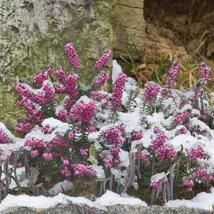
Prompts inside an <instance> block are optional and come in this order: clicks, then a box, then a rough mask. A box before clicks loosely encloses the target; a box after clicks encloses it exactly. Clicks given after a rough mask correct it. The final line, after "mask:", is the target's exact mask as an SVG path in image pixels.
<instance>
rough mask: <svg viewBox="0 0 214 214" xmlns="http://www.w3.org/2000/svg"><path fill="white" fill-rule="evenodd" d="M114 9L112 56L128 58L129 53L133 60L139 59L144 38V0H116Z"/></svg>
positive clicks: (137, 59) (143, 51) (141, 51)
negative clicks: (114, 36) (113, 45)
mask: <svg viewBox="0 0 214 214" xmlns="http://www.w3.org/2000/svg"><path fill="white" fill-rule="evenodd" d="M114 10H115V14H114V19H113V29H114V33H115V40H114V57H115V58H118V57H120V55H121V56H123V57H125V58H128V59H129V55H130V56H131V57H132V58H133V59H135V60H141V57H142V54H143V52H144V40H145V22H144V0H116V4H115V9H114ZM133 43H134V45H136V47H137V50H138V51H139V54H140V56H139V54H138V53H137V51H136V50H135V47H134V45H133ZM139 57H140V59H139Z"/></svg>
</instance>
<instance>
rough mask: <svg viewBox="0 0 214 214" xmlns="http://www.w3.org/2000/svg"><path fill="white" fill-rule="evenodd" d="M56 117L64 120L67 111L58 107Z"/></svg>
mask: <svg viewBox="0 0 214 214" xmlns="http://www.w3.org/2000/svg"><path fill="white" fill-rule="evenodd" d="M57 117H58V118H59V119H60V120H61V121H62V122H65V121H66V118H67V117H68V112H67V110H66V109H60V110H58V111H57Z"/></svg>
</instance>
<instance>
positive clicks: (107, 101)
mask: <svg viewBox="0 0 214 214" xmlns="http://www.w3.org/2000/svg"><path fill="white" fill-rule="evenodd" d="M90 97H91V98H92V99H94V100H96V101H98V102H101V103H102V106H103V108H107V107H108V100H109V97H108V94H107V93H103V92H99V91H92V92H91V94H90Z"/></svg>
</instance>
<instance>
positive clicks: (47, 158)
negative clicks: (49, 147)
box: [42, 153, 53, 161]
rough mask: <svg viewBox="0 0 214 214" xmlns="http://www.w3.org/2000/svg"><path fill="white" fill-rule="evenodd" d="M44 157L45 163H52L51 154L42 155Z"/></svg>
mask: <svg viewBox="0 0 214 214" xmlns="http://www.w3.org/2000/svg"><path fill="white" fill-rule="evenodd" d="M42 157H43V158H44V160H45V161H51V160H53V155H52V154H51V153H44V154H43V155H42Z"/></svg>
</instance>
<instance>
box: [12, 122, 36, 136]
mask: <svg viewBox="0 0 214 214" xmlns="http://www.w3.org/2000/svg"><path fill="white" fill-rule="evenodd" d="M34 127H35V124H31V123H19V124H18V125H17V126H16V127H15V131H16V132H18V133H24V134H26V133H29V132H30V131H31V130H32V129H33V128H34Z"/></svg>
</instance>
+ + + + + + +
• **TASK GOAL**: Rewrite the rows from their start up to and including the line with "box: [42, 153, 53, 161]", changing every "rough" to "coarse" and leaving everything else unchanged. Leave the pictures out of your answer.

• **EXERCISE SOLUTION**:
Prompts inside an <instance> block are optional and come in this order: clicks, then a box, then a coarse mask. A box before clicks loosely encloses the target; a box after clicks encloses it exactly. Clicks given after a coarse mask correct it. The final line, after "mask:", is the target's exact mask as an SVG path in image pixels.
<instance>
coarse mask: <svg viewBox="0 0 214 214" xmlns="http://www.w3.org/2000/svg"><path fill="white" fill-rule="evenodd" d="M114 9L112 56L128 58L129 53L133 60L139 59L144 38V0H116Z"/></svg>
positive clicks: (137, 59) (143, 51) (141, 51)
negative clicks: (114, 36) (113, 45)
mask: <svg viewBox="0 0 214 214" xmlns="http://www.w3.org/2000/svg"><path fill="white" fill-rule="evenodd" d="M114 10H115V14H114V19H113V29H114V33H115V40H114V57H115V58H118V57H120V55H121V56H123V57H125V58H128V59H129V55H130V56H131V57H132V58H133V59H135V60H141V57H142V54H143V52H144V40H145V22H144V0H116V4H115V9H114ZM133 43H134V45H136V47H137V50H138V51H139V54H140V56H139V54H138V53H137V51H136V50H135V47H134V45H133ZM139 57H140V59H139Z"/></svg>
</instance>
<instance>
coarse mask: <svg viewBox="0 0 214 214" xmlns="http://www.w3.org/2000/svg"><path fill="white" fill-rule="evenodd" d="M56 117L64 120L67 111L58 107Z"/></svg>
mask: <svg viewBox="0 0 214 214" xmlns="http://www.w3.org/2000/svg"><path fill="white" fill-rule="evenodd" d="M57 117H58V118H59V119H60V120H61V121H62V122H65V121H66V118H67V117H68V112H67V110H66V109H60V110H58V111H57Z"/></svg>
</instance>
<instance>
positive clicks: (107, 101)
mask: <svg viewBox="0 0 214 214" xmlns="http://www.w3.org/2000/svg"><path fill="white" fill-rule="evenodd" d="M90 97H91V98H92V99H94V100H96V101H98V102H101V103H102V106H103V108H107V107H108V100H109V97H108V94H107V93H103V92H99V91H92V92H91V94H90Z"/></svg>
</instance>
<instance>
positive clicks: (47, 158)
negative clicks: (49, 147)
box: [42, 153, 53, 161]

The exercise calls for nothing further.